Task prompt:
Once you find the line with "Target: river water", copy it and every line after it through the end of the entries below, exactly as written.
Segment Start: Recorded data
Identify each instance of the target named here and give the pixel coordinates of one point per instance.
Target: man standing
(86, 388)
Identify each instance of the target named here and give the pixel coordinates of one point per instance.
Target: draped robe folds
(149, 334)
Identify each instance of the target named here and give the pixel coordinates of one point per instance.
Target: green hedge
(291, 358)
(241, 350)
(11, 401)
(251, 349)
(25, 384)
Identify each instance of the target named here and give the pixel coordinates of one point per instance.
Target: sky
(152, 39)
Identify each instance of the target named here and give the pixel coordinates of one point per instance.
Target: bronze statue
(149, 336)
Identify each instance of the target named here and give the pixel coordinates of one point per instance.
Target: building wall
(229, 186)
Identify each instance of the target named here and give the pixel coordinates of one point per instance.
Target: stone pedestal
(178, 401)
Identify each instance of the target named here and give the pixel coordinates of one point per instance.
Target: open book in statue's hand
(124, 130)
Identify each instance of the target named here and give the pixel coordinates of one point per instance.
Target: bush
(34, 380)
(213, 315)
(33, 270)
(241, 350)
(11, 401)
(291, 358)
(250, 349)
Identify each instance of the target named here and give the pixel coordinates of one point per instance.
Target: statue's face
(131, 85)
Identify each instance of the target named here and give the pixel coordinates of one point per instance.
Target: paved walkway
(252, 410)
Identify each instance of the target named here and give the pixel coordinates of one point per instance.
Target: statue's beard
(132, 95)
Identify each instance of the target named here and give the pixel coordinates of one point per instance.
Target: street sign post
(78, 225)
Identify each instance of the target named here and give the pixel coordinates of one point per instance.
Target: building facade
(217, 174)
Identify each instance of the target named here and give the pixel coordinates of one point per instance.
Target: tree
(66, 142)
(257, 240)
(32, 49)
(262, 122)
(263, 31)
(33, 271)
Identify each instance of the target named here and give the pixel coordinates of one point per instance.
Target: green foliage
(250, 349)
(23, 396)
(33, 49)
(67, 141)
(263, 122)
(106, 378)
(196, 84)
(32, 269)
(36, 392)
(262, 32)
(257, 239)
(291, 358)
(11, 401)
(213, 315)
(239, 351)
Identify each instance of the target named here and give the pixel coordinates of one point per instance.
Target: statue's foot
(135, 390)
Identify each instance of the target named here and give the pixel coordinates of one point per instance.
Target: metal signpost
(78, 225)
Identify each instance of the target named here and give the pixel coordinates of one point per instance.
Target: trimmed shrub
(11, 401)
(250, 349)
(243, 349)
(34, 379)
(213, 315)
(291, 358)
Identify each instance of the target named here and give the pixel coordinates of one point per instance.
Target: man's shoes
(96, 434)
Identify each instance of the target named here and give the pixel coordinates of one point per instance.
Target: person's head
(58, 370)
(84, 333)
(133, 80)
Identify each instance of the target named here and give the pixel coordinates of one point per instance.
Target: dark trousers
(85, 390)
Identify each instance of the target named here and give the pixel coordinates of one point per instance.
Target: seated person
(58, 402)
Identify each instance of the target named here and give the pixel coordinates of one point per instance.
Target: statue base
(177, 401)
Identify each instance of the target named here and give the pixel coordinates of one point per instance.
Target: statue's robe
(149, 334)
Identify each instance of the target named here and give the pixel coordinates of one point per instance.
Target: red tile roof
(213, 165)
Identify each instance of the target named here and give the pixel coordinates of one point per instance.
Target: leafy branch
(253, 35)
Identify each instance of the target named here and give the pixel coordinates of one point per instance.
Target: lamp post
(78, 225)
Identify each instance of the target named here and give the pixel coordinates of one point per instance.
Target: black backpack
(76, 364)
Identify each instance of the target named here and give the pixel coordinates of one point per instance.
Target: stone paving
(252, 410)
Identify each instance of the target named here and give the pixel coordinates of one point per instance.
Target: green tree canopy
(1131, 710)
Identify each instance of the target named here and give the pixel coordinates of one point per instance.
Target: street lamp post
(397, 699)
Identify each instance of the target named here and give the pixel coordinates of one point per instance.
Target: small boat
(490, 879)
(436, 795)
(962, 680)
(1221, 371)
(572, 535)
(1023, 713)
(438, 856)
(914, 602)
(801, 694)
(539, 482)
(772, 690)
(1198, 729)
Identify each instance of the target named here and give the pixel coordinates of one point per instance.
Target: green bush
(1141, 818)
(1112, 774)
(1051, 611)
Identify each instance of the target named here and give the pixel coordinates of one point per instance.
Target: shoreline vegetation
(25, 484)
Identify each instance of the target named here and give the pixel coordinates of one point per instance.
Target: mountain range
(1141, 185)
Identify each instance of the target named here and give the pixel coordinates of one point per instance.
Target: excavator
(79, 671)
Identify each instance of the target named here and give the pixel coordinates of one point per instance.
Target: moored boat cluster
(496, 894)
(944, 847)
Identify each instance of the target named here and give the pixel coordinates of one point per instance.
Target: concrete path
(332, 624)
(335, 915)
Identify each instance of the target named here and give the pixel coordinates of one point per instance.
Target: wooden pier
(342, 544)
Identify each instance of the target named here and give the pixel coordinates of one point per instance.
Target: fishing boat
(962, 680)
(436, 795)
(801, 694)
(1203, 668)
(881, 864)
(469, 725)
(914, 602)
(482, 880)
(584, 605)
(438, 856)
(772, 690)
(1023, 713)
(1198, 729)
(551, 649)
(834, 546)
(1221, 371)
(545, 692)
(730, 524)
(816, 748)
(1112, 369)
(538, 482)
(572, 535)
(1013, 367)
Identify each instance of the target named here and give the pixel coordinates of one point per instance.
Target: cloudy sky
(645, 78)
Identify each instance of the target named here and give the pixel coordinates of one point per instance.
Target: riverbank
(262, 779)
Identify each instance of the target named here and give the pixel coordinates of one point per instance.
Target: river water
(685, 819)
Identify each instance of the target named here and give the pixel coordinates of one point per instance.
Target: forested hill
Segment End: Recorded data
Response to this exercise:
Target: river water
(685, 819)
Identify each instance of the target named here and give the pixel coordinates of one point per instance.
Target: forested hill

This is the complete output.